THE PROBLEM>
In this exercise, every entry is to be copied exactly.

Start of Block

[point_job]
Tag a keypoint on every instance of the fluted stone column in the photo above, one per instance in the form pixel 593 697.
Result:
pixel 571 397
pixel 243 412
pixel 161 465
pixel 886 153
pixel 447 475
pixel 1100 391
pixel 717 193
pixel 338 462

End of Block

WORKED SOLUTION>
[point_job]
Tag a keypoint on every instance of the fluted stone column in the photo above, one per instance in the form pixel 593 697.
Result:
pixel 571 397
pixel 243 412
pixel 161 465
pixel 886 153
pixel 447 475
pixel 1100 391
pixel 717 193
pixel 338 462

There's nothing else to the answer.